━━ Material supplied ━━

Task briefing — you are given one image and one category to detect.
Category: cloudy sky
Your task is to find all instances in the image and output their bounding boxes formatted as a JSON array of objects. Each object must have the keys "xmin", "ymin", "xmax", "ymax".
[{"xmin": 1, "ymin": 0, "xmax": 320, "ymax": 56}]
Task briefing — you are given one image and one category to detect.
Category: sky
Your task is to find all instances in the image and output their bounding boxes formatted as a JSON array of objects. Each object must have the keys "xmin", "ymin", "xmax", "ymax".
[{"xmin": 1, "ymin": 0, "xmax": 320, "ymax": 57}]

━━━
━━ Material supplied ━━

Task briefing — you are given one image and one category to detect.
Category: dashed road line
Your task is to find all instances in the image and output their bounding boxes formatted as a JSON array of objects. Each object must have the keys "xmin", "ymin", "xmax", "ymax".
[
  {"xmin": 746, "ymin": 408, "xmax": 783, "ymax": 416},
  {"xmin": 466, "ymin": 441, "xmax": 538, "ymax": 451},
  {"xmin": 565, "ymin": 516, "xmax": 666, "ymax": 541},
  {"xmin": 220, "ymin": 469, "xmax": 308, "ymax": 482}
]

━━━
━━ Material supplied ━━

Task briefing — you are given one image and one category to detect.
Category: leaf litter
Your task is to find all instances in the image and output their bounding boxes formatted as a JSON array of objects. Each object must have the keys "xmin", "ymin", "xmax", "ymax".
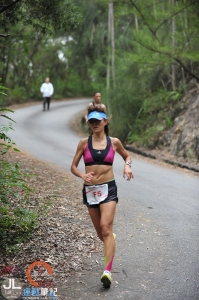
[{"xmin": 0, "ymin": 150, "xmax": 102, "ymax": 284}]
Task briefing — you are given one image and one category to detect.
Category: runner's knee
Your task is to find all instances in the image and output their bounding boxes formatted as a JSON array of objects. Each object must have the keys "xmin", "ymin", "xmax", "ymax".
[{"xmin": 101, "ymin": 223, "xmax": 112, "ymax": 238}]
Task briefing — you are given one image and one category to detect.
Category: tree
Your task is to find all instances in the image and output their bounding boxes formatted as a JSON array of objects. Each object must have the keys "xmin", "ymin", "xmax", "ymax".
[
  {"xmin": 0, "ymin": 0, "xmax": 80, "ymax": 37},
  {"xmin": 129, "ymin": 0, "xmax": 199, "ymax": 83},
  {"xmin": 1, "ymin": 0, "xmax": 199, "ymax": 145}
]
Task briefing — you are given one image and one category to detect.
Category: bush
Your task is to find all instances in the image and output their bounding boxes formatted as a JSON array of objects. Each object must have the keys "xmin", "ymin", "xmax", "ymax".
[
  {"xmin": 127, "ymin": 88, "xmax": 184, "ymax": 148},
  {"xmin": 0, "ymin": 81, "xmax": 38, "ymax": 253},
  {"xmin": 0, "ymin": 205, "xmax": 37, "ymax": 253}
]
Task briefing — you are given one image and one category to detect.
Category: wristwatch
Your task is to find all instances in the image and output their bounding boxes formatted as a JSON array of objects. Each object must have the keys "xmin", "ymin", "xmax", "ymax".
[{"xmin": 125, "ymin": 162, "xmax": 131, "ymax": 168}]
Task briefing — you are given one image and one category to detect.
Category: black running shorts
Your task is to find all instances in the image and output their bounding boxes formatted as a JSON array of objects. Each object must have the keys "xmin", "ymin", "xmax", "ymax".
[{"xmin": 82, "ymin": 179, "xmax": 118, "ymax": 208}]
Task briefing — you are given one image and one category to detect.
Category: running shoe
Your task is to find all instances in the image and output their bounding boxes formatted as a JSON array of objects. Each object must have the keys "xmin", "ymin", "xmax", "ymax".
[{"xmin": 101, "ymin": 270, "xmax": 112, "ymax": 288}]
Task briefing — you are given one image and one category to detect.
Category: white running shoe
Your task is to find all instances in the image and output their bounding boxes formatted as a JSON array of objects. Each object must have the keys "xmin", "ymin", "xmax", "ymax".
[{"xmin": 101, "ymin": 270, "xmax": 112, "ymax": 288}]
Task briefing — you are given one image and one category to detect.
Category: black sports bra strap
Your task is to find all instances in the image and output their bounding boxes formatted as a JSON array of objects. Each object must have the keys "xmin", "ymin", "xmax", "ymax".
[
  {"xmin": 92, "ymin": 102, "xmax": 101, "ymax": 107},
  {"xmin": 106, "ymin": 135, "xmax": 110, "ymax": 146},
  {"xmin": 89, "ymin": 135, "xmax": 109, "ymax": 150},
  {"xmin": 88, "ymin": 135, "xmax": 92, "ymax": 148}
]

━━━

§ Task brief
Where the word "black" occurs in a line of the records, copy that line.

§ Response to the task
Category: black running shorts
Category: black sports bra strap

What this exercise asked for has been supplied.